| TEXT TO READ |
____________________
Yes, the electrostatic case is the same as gravity. The immobility condition however is problematic. An important aspect of the tidal system is that the earth and moon are in free-fall about each other. That's why the average field has no visible effect, and only the distortional component is at work. Also, I question Nick's asymmetry. In my analysis, the quadrupole force is symmetric. –  Marty Green Dec 16 '12 at 23:55
    
Marty - how does the free-fall show up in the equations? I was somehow under the impression that for the case of gravity, being accelerated (free-fall) or simply being in the gravity field were the same thing (I am probably confusing several things here). –  Frank Dec 17 '12 at 0:18

The point on the surface of 'b' that is farthest from 'a' is being pulled towards both a & b, but 'b' is being pulled towards 'a' even harder. The net result is a tidal force pulling the point on the surface away from the center of the body.

Tidal distortion
The attracting body is on the right (not shown). The arrows represent the acceleration vectors at each point on a spherical surface. These tidal accelerations cause two bulges with a ring of low tide separating them. The tidal bulges are not symmetric. It is assumed that the body and the ocean are of the same density. Due to the difficulty of calculating the effects of self gravitation this diagram is only an approximation, it is also exaggerated for effect.

The case of a spherical rigid body covered with an ocean of negligible density is more amenable to calculation. The surface of the ocean is simply the equipotential surface of two point masses. In the limit of a zero density ocean, these diagrams are exact.
____________________
| OBJECTIVE 1 |
Answer these questions from the tidal forces thread:
(a) According to Marty Green, how are the earth and moon moving relative to each other?
(b) Under "Tidal distortion", on which side of the diagram is the attracting body?
(c) For a rigid body covered with an ocean of negligible density, what is the surface of the ocean?
| OBJECTIVE 2 |
From the rows below, extract every line that contains the word "elderly".

| DATA TO USE |
____________________
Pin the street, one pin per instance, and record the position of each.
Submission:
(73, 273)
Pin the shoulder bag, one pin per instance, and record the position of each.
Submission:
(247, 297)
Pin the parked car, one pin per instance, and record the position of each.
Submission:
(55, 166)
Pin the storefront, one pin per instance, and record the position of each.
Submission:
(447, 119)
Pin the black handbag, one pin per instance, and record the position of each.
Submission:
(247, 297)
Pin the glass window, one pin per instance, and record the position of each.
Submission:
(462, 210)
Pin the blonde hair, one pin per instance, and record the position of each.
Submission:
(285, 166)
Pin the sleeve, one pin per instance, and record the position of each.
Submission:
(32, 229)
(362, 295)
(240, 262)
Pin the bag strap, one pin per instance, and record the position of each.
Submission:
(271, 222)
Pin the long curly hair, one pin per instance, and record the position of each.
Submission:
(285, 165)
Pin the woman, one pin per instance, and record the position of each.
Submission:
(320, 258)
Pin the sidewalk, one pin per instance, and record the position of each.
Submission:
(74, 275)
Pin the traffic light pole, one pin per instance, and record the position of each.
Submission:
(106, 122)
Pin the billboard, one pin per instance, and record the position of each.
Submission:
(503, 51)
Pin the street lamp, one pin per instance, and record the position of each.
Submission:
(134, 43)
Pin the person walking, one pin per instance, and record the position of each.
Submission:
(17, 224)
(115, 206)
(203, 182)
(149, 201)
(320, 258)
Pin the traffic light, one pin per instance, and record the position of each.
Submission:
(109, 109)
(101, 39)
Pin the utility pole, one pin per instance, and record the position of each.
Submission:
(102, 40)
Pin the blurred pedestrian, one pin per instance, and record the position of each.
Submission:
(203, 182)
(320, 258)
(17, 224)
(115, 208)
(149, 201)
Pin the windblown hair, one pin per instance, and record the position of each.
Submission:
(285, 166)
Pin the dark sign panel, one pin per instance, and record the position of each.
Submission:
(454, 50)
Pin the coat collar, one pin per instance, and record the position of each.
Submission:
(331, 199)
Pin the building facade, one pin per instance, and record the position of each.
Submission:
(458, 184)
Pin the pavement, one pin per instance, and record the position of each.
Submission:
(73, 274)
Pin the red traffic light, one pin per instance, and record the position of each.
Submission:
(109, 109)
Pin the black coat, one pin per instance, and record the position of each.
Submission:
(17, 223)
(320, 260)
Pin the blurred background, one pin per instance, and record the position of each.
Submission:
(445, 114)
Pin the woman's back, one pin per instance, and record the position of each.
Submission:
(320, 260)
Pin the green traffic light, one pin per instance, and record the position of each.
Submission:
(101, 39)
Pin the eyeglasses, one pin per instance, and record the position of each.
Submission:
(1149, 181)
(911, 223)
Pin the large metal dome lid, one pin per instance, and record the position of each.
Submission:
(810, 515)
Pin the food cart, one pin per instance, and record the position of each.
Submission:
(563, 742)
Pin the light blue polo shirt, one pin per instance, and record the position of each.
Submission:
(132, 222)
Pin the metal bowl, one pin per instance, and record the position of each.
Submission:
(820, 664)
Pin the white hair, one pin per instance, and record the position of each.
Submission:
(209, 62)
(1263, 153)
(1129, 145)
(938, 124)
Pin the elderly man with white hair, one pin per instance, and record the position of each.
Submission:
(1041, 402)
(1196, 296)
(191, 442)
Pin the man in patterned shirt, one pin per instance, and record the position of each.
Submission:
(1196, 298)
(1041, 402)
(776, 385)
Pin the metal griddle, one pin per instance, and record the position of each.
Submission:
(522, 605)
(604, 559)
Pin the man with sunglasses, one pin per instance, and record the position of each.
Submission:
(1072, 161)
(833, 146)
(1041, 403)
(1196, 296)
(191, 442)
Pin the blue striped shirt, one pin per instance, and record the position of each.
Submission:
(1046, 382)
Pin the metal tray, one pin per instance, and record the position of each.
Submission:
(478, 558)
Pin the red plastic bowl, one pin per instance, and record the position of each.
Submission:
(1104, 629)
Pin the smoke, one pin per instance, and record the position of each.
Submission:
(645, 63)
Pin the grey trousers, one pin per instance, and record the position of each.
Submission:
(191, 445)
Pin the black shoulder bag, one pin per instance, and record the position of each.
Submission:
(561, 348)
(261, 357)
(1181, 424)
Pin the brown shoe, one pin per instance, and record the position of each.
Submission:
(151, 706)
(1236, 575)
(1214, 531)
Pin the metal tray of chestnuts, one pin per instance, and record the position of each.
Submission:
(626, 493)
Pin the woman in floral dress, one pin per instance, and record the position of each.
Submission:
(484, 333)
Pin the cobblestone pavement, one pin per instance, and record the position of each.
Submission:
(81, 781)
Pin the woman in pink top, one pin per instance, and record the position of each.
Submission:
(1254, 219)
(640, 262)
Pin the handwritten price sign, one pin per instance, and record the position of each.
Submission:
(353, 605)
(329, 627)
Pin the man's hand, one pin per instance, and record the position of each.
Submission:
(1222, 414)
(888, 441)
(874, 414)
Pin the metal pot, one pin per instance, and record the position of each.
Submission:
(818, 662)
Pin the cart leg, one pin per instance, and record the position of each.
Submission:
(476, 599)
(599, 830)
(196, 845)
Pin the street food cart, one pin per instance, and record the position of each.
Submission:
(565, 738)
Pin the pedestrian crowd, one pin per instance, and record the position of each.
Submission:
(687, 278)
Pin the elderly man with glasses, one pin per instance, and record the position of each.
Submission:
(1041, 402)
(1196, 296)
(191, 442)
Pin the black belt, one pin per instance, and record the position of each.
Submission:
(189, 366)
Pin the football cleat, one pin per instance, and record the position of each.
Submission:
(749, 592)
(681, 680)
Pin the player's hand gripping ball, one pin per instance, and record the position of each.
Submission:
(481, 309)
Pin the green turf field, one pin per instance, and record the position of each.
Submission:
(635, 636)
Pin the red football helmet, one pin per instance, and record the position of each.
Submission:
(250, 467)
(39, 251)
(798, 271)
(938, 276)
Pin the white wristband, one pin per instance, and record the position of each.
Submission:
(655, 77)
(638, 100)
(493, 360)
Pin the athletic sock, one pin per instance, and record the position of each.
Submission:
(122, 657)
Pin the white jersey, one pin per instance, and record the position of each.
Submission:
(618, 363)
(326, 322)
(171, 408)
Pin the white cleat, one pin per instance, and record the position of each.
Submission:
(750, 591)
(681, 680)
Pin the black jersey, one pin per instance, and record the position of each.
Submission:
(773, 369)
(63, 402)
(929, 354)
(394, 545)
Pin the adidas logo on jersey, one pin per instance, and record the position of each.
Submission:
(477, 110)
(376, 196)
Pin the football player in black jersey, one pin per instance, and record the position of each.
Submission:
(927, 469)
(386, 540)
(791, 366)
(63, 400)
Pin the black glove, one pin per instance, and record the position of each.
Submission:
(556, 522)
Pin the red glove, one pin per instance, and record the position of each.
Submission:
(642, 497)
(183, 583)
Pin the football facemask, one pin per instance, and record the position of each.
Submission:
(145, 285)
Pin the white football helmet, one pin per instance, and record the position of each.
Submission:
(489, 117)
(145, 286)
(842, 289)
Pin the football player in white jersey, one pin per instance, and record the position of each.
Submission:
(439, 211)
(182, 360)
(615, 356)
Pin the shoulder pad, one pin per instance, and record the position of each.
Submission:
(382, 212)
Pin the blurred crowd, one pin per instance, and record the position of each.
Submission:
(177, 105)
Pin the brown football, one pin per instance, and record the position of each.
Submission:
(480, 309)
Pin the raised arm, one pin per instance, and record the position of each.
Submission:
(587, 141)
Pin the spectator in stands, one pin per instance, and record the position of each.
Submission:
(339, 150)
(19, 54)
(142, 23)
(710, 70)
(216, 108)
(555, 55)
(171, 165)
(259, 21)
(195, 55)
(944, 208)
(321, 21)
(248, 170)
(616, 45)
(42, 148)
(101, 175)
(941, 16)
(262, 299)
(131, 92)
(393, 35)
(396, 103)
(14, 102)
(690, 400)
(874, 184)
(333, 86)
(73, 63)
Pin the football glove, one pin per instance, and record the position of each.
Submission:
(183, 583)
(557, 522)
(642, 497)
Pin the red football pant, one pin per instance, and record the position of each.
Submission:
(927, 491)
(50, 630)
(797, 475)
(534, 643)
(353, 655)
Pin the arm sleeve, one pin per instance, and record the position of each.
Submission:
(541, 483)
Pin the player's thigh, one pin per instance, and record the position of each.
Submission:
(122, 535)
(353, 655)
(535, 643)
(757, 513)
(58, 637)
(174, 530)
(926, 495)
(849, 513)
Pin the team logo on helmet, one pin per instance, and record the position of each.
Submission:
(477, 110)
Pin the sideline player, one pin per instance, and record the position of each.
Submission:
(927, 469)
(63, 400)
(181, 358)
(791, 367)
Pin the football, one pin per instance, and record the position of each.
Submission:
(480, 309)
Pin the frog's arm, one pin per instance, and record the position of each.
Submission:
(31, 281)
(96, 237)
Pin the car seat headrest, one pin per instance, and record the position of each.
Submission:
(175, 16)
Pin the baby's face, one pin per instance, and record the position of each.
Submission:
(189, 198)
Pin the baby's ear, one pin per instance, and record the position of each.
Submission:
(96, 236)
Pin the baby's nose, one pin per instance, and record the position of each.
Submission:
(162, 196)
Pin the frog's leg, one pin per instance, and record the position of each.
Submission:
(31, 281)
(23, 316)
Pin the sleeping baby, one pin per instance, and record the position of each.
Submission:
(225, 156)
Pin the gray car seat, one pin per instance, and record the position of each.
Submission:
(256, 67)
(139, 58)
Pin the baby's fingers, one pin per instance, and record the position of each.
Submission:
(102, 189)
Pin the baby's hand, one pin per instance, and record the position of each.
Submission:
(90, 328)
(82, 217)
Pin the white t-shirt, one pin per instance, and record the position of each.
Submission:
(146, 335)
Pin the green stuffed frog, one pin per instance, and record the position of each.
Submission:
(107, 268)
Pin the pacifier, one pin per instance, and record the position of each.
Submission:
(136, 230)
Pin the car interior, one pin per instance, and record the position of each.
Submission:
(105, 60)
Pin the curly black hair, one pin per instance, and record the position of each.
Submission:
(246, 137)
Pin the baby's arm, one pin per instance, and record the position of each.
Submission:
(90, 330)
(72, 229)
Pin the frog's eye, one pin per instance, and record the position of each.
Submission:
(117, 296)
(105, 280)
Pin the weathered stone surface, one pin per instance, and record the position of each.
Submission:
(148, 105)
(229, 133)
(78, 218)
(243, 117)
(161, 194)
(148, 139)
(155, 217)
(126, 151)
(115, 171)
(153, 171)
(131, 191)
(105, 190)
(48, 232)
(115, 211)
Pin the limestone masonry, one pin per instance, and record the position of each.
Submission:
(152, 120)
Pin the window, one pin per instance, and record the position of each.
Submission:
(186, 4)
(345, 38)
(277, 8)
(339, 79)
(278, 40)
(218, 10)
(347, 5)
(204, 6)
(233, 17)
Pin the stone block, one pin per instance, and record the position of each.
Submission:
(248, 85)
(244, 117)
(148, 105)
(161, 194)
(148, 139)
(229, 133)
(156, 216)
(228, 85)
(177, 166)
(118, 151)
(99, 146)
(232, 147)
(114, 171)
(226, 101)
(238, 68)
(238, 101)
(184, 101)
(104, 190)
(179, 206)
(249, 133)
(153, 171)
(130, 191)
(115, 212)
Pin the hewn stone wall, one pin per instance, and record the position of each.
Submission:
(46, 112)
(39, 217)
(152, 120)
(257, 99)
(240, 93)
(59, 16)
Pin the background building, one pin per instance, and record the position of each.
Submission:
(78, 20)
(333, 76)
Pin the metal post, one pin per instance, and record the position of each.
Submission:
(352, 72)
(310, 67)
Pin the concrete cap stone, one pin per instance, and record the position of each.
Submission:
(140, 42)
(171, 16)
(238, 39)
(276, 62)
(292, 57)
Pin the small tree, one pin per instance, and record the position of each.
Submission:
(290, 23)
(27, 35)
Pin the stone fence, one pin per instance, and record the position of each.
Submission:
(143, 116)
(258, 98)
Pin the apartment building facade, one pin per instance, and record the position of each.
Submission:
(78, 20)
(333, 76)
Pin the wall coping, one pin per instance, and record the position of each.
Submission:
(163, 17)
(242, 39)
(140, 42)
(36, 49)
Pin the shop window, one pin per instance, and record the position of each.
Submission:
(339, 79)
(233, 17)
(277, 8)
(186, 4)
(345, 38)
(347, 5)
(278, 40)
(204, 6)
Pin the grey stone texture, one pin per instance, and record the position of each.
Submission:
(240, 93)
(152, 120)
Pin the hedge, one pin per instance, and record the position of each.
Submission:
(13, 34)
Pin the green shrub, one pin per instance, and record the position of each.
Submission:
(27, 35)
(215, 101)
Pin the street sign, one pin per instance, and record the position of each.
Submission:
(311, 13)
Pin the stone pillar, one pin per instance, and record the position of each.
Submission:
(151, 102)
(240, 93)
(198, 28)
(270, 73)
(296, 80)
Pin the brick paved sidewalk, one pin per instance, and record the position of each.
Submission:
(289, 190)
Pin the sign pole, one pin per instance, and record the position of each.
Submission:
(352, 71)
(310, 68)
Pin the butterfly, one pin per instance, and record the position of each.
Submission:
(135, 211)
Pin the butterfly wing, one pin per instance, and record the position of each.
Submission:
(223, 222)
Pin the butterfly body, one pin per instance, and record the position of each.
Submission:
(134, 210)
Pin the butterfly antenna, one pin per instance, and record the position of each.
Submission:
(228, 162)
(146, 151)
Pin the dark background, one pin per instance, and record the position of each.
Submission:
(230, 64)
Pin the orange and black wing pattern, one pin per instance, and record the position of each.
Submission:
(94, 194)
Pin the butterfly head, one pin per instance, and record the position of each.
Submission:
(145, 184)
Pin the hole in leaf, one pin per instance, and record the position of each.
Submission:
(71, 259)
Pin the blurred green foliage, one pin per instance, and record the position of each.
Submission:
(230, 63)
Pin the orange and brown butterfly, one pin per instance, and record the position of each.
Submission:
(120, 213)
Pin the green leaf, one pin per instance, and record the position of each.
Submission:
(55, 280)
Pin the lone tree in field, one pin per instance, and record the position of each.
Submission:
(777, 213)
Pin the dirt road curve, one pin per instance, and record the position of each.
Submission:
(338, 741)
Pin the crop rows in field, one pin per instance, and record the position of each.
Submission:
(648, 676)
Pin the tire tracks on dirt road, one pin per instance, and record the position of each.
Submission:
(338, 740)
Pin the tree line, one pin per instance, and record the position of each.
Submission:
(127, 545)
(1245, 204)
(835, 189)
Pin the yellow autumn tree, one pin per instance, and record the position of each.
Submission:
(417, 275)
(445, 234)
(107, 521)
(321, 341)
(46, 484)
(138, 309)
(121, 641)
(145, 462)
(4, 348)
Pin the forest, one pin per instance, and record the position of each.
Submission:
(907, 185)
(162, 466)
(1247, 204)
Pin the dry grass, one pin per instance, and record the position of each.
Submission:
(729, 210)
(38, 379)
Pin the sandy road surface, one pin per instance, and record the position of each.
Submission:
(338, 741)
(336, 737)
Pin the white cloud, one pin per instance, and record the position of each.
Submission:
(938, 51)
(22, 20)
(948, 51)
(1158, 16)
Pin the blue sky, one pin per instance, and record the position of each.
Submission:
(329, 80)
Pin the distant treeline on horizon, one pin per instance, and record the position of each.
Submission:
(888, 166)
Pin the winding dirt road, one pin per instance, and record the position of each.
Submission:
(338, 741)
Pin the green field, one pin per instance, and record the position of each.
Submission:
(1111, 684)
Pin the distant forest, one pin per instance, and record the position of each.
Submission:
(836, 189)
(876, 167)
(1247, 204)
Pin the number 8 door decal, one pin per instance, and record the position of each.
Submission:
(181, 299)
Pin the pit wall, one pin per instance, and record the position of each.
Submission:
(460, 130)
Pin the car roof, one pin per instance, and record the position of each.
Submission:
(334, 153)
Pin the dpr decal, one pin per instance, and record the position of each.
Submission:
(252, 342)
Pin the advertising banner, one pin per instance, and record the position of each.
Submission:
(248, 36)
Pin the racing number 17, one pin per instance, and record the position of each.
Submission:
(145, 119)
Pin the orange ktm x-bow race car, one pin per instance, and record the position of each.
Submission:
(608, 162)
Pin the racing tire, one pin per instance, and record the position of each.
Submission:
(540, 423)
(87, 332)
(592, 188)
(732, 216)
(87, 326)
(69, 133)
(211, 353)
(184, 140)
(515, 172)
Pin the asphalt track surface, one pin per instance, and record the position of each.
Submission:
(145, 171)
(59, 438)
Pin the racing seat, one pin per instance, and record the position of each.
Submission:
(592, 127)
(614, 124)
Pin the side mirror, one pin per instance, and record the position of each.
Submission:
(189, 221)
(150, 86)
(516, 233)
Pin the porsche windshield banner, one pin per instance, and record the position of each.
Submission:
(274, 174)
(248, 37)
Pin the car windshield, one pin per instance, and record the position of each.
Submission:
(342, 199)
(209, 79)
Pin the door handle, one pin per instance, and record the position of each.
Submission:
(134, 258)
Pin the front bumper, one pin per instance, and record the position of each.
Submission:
____________________
| CORRECT ANSWER 1 |
(a) They are in free-fall about each other.
(b) On the right, where it is not shown.
(c) The equipotential surface of two point masses.

| CORRECT ANSWER 2 |
Pin the elderly man with white hair, one pin per instance, and record the position of each.
Pin the elderly man with glasses, one pin per instance, and record the position of each.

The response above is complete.